Computer-based technology is knit into the very nature of modern composition pedagogy. Four of the most prominent ones (and the ones most theorized and written about in the field) are word processing (which allow for easier revising and drafting but can mislead the student with auto-correct functions that do not take into account the writer’s context); e-mail (increases informal communication between student and instructor, for the good and the bad); online discussion forums (increased the amount of writing our students did and allowed for quiet students to voice their opinions, but can easily get out of hand, so it’s best to focus the discussion around a collaborative task), and the Internet (discussion and production of hypertexts, online research.) Those teaching with technologies must be aware that technologies don’t erase differences between students (English-centered Internet does not accurately reflect the diversity of society or the classroom) and must keep in mind issues of access (what students have access to use for assignments, both at home, in the workplace, and on campus.) Finally, it is essential that teachers using technology continually train themselves to keep updated about the latest applications to inform their teaching and help their students.

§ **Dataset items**
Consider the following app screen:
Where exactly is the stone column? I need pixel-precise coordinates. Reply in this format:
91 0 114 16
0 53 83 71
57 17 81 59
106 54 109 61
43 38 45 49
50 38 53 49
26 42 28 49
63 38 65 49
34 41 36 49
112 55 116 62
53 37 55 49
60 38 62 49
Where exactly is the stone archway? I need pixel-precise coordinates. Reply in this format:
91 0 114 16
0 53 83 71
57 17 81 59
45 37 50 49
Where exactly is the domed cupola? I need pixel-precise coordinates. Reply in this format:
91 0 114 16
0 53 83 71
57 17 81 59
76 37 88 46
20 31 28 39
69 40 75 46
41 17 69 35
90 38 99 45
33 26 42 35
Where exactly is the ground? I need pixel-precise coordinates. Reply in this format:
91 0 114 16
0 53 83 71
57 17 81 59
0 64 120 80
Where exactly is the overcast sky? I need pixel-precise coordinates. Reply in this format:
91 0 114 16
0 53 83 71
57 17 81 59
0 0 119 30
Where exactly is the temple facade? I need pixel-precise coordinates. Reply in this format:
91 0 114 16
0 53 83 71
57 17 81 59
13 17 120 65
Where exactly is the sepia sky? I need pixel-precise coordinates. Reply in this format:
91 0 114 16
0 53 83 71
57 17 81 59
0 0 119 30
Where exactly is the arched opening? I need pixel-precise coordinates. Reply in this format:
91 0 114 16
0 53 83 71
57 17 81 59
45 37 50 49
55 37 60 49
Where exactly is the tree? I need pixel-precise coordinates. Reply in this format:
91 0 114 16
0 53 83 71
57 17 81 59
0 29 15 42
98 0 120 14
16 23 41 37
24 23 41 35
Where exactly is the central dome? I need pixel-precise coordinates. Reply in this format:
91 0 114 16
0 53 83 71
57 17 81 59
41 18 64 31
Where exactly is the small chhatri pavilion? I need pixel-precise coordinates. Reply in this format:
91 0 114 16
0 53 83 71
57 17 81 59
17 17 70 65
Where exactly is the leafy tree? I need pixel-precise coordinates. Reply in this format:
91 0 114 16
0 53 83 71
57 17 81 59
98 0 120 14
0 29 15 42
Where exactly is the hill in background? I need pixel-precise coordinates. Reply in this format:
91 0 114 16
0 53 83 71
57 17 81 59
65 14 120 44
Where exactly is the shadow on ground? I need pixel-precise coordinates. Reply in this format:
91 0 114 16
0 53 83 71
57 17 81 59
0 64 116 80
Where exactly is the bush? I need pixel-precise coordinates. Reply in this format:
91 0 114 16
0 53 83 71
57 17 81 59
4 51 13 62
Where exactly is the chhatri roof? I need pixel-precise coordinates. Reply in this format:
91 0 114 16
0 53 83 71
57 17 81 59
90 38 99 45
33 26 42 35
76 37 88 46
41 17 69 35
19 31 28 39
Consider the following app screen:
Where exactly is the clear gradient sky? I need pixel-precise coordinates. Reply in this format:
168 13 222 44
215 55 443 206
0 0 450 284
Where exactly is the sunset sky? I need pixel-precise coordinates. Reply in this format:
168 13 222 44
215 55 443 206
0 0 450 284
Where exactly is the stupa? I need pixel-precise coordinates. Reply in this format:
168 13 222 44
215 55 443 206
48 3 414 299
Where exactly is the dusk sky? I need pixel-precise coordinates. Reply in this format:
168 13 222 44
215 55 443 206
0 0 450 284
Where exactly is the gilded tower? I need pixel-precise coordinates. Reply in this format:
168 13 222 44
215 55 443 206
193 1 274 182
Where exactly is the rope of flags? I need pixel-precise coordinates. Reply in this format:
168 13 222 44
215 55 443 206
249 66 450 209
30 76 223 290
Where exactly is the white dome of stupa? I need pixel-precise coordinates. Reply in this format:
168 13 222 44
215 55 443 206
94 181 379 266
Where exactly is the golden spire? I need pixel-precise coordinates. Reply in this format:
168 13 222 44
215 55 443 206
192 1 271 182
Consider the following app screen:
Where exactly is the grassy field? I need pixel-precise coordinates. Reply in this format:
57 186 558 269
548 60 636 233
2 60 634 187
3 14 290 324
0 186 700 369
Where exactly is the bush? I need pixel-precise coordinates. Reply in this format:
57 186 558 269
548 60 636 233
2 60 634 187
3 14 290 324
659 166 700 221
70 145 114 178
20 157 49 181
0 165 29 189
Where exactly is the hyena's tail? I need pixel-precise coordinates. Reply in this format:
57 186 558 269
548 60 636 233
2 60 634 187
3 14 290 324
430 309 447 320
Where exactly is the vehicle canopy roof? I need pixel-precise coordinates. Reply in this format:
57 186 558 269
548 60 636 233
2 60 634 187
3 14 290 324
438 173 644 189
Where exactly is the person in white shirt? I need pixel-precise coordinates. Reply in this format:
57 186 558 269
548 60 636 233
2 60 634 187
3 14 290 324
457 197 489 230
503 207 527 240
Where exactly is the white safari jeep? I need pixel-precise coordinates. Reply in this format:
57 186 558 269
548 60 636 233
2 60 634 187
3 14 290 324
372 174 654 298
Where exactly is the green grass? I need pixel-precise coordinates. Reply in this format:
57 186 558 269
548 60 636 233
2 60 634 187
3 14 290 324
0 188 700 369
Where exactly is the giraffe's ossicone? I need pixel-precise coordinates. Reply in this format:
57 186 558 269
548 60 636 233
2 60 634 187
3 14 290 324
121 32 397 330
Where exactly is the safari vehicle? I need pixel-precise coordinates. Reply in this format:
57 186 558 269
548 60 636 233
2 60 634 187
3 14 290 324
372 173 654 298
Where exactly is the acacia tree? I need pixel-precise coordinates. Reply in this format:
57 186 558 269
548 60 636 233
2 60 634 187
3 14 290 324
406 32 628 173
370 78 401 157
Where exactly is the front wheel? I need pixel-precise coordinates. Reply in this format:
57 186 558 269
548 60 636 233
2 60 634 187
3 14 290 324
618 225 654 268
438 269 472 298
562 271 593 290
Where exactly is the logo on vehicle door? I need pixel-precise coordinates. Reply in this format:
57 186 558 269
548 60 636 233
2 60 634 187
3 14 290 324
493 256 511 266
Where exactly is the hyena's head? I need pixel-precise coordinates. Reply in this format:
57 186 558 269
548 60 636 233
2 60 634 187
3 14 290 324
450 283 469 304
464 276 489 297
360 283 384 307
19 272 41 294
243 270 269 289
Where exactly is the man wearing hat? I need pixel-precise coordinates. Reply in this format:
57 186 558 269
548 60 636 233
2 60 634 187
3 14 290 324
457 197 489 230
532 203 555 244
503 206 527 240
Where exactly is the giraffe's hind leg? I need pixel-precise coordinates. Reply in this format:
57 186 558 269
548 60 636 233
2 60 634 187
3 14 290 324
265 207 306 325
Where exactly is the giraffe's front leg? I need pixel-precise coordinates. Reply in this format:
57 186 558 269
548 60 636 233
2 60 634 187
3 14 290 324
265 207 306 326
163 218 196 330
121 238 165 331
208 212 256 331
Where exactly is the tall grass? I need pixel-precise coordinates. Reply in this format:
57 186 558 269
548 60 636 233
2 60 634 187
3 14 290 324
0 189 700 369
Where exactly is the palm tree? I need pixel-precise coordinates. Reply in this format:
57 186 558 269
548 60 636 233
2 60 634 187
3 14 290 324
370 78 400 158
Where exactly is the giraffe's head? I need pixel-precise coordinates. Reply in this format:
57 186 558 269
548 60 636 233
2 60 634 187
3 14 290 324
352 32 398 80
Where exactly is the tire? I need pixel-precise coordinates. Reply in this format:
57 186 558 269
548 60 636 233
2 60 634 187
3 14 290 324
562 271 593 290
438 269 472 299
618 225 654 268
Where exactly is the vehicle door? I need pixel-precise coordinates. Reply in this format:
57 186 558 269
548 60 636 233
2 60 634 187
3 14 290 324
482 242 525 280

§ **Tasks to carry out**
- A) Show each line of the records that contains the string "vehicle".
- B) Carry on the passage on technology in composition teaching, starting after its final sentence.
The passage on technology in composition teaching and the records have no connection to each other.

§ **Exercise results**
- A)
Where exactly is the vehicle canopy roof? I need pixel-precise coordinates. Reply in this format:
Where exactly is the safari vehicle? I need pixel-precise coordinates. Reply in this format:
Where exactly is the logo on vehicle door? I need pixel-precise coordinates. Reply in this format:
Where exactly is the vehicle door? I need pixel-precise coordinates. Reply in this format:

- B)
Quotable Quotes

Want students to become “reflective and critical users of emerging technologies” (220)

Notable Notes

Sources: Hawshier et al Computers and the Teaching of Writing in Higher Education; Palmquist Transitions: Teaching Writing in Computer-Supported and Traditional Classrooms; Computers and Composition journal

Language of email – discourse conventions: Hawshier, “The Rhetorics and Languages of Electronic Mail”; ASCII (American Standard Code for Information Exchange); English-only standards

women and men in online chat rooms

computer use among basic writers, women, race issues, ESL classrooms

Hobson, Writing Center Pedagogy

Hobson, Eric H. “Writing Center Pedagogy.” 165-182.

The writing center provides a space and a place for a unique pedagogical experience that cannot be replicated in the writing classroom: it is an individualized, collaborative learning relationship between student and tutor that can last beyond one semester and does not have to worry about a final evaluative grade. The early writing centers were considered labs designed to handle remedial students and non-native students – those students that no one knew how to “deal with” in the writing classroom – but has since transformed to a university-wide service that is often on the forefront of instructional technologies and collaborative principles. Writing center pedagogy is based in social constructivist theories, and the one-on-one peer tutoring relationship emphasizes how knowledge and learning emerges out of soical relationships.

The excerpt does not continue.